Start of Excerpt

Ablation Experiments on Private Dataset. In order to study the effect of MSAM and the new loss function, we conduct ablation experiments on our private dataset. As shown in Table 1, Compared to the YOLOv4 baseline, our proposed MSAM increases the Recall by 4.5%, resulting in a score increase of F1 and F2 by 2.2% and 4.0%, respectively. Adding the top likelihood loss only increases the Precision by 4.4%, and combining top likelihood loss together increases both Precision and Recall, leading to an increase of Precision by 2.9% and Recall by 3.1%. Finally, the model achieves the performance boosting over all the metrics when combining MSAM, Top likelihood and similarity loss, CSP module together, leading to increases of Precision by 4.4%, Recall by 3.7%, F1 by 4.0%, and F2 by 3.8%. It is also worth noting that CSP makes the model more efficient and leads decreases of FLOPs by 10.74% (8.66 to 7.73), and Parameters by 15.7% (63.94 to 53.9).

We also show some visualization results of the heatmap (last feature map of YOLOv4) for ablation comparison (shown in Fig. 4). The results demonstrate that MSAM makes the model more focus on the ground truth areas, and the top likelihood loss let the model better identify the suspected target regions and pay less attention to such areas.

Table 1. The results on the private polyp datasets.

End of Excerpt
Start of Extracted information

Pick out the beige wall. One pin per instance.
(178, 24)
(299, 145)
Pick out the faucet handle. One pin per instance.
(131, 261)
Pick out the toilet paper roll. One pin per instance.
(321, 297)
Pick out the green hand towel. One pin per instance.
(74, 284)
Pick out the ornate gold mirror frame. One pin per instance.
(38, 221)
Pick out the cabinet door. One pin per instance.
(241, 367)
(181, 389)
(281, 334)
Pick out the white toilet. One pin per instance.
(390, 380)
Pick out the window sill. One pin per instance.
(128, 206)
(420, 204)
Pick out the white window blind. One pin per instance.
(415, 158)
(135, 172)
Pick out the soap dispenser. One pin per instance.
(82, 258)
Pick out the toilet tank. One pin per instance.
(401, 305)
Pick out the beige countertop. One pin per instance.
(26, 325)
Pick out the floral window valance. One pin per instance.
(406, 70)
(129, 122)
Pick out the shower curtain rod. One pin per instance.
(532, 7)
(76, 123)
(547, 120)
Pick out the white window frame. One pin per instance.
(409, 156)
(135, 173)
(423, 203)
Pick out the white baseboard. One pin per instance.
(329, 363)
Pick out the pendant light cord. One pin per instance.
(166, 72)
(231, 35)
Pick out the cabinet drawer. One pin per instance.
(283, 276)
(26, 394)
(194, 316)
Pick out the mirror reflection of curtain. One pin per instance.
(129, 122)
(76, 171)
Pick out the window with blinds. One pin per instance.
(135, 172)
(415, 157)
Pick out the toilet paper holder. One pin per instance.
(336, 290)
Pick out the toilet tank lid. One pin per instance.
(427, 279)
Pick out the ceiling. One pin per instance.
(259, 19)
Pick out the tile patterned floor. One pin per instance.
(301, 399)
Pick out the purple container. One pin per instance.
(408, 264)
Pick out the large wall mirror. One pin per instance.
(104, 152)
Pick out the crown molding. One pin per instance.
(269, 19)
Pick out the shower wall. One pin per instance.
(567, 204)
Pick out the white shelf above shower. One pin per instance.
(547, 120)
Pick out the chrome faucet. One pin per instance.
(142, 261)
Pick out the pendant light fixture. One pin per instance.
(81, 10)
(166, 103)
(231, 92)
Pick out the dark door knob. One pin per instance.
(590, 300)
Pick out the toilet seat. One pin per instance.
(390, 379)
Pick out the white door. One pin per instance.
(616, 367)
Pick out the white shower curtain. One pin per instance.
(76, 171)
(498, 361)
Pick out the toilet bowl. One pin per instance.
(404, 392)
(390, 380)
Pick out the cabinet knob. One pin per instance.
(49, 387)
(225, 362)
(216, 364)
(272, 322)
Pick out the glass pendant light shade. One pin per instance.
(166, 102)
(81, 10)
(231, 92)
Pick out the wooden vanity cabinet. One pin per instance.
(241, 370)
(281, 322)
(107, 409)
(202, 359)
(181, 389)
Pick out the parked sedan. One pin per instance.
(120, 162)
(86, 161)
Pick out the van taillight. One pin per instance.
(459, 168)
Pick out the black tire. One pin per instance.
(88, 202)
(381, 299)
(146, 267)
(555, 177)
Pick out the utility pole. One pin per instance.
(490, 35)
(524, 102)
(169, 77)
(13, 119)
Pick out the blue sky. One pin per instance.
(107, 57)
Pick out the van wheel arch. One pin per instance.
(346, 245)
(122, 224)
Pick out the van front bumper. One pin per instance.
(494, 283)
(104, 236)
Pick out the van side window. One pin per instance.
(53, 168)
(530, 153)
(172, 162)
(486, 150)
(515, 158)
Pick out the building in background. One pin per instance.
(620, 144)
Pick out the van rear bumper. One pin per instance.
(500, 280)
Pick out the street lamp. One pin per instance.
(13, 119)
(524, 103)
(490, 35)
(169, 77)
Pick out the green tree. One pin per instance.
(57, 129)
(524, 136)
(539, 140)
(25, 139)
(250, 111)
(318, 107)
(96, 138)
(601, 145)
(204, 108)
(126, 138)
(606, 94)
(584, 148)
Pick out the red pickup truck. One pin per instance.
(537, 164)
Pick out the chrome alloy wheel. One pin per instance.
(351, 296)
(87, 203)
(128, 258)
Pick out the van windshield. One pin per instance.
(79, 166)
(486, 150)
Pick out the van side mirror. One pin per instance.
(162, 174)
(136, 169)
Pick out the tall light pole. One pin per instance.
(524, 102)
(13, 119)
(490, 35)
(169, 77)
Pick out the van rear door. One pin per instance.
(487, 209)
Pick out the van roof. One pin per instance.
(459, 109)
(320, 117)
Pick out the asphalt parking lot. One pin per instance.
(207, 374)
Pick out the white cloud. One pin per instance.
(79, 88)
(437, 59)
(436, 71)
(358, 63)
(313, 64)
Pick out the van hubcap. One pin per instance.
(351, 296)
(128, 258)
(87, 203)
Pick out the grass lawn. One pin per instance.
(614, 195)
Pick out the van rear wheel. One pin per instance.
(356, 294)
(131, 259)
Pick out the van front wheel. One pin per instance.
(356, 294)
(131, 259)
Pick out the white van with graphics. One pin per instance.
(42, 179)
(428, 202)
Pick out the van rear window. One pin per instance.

End of Extracted information

Assignment A
In the ablation excerpt, by how much does the proposed MSAM increase Recall compared to the YOLOv4 baseline?
Assignment B
Rewrite the stretch of the ablation excerpt from "We also show" through "to such areas.", changing "heatmap" to "activation map".
None of the tasks draws on the items.

Worked solution A
4.5%

Worked solution B
We also show some visualization results of the activation map (last feature map of YOLOv4) for ablation comparison (shown in Fig. 4). The results demonstrate that MSAM makes the model more focus on the ground truth areas, and the top likelihood loss let the model better identify the suspected target regions and pay less attention to such areas.